> _WHAT NEEDS TO BE DONE_: Please shorten the paragraph in the meditation passage that begins "Much of what this guide shared" to one sentence, keeping its main facts.

> _SELECTED PASSAGE_:
But one meditation, in particular, shortly before the holidays, really stands out. 

I astral traveled to a new location at the edge of the woods surrounding my Inner Sanctuary (a technique we’re learning in Splendor), following a winding path through thick undergrowth, the entire twilit landscape shrouded in a purplish-blue glow. 

At path’s end, I found myself before the sturdy oaken door of a castle, and before I could puzzle out how to open it, the door swung inward with a creeeeeeak. I was standing before a double-curved staircase, impossible to see where it led in the inky-blue shadows.

The magnetic pull to ascend was impossible to resist, and at the top, the space opened to reveal a vast library, shelves upon shelves spanning so dizzily high, it felt like an optical illusion. The ceiling was a living galaxy, with one star burning brighter than the rest, expanding as it descended into a humanoid shape, hovering above me. 

Much of what this guide shared feels softly private, but what’s relevant here is the writing advice they imparted. In short, they asked me to think of each piece, not “merely” as, say, a blog post or an Instagram caption, but as a key. A key that unlocks a pocket of the universe. 

Each time I sit down to write–lighting a candle, cueing up music, taking a few drops of 69herb’s Clear the Way–I imagine forging a magical key that’s designed to unlock a very specific place. 

Just a few weeks of exploring this new approach, I’m already feeling multiple, simultaneous unfurlings of self-permission and a burning desire to see how information wants to be channeled through me

Rather than anxiously scanning to see how everyone else on the planet has done it and whether mine is as good or not or better or not enough or or or

I’m finding immense joy and fascination in mapping my preferences, stretching out my creative limbs. 

I’ve begun writing a series of essays exploring the fundamentals of Jungian Magic as seen through this new cosmic key-hole of mine, and I’m excited to share them with you in the coming weeks. 

Until then, here’s to discovering what wants to be lived, spoken, dreamt, felt, and marveled at through you

You’re so miraculously unique. You know that, right? 

And when you peel away all the stuff that doesn’t feel quite right, the stuff that doesn’t truly light you up unless you talk yourself into it…there you are. Bright. Shining. And one of a kind.

> _RECORDED INFORMATION_:
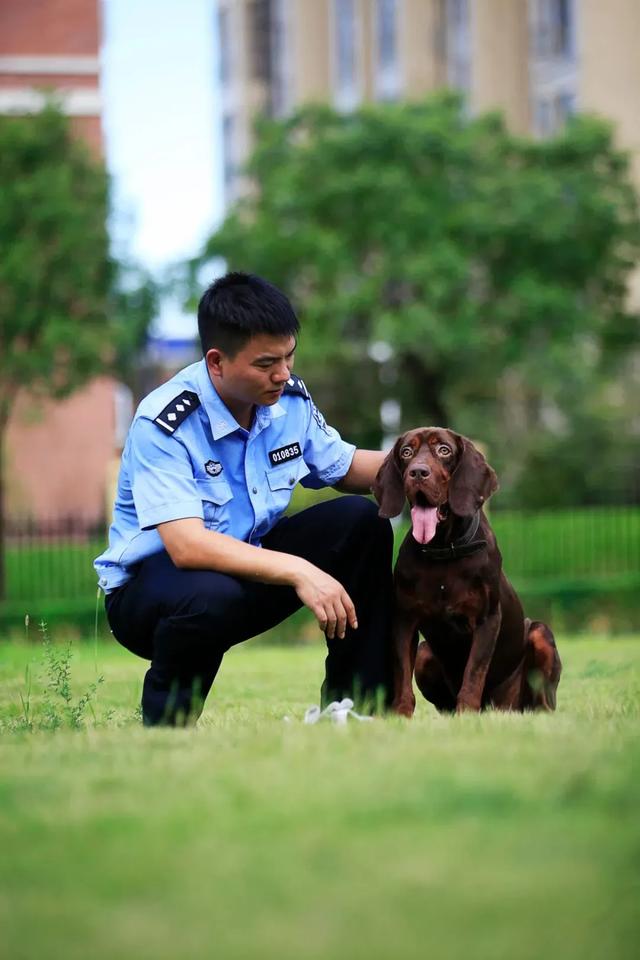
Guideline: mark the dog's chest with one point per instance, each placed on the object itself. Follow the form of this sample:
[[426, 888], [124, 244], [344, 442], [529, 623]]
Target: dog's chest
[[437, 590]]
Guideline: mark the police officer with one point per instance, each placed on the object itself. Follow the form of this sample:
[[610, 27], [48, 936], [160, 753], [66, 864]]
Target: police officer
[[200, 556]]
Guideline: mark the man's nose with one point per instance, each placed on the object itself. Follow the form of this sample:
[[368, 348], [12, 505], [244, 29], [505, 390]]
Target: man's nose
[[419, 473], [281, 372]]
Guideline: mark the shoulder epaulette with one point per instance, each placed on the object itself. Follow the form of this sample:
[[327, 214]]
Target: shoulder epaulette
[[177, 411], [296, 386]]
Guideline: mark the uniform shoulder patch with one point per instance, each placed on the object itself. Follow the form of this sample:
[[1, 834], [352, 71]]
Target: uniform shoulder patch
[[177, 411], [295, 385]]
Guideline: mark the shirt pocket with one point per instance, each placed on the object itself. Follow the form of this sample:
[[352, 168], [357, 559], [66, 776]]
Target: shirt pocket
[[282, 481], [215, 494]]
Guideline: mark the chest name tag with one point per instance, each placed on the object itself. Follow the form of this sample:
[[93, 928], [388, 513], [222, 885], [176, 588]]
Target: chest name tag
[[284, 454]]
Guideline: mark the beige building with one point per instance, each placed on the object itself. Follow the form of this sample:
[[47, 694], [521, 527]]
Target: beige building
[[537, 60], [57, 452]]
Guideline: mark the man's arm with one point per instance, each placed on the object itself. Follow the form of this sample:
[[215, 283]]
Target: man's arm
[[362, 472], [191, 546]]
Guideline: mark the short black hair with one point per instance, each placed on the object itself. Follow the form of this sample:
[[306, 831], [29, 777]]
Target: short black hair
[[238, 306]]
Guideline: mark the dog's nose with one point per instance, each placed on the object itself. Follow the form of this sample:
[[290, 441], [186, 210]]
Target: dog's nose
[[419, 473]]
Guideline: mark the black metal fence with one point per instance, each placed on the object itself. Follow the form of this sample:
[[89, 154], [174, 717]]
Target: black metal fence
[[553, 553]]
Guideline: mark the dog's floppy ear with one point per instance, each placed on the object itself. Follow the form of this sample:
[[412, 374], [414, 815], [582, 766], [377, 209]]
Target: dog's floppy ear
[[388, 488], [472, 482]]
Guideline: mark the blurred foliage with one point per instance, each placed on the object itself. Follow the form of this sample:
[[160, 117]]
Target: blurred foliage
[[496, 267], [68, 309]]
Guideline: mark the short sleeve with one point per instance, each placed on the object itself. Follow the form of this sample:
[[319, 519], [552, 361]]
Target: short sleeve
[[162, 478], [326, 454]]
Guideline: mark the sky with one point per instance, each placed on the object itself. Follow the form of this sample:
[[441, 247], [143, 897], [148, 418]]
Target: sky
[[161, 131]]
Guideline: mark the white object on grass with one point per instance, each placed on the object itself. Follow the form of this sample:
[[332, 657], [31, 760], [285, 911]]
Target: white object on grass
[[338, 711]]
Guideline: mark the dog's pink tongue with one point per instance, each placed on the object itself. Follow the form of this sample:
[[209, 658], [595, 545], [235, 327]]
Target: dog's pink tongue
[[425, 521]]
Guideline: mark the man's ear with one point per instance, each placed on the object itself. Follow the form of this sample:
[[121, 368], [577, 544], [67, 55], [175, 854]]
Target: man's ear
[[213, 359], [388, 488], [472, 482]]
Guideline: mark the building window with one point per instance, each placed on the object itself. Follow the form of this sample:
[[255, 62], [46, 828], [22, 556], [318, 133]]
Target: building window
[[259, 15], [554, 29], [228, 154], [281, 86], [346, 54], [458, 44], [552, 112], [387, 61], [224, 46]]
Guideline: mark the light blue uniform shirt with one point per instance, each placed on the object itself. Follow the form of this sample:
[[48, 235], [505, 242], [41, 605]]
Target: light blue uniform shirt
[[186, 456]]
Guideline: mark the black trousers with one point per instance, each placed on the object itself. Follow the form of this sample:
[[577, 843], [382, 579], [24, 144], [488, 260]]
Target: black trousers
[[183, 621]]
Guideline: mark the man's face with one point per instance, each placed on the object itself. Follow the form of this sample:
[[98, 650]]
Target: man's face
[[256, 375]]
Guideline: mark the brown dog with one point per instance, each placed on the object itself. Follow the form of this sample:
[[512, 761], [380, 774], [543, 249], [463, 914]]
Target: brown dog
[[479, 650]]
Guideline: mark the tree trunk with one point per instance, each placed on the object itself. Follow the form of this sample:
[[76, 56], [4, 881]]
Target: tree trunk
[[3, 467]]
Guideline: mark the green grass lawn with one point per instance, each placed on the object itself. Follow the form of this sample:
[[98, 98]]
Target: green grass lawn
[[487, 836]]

> _RESULT OF THIS TASK_: Most of what the guide shared feels softly private, but the relevant writing advice was to treat each piece, whether a blog post or an Instagram caption, as a key that unlocks a pocket of the universe.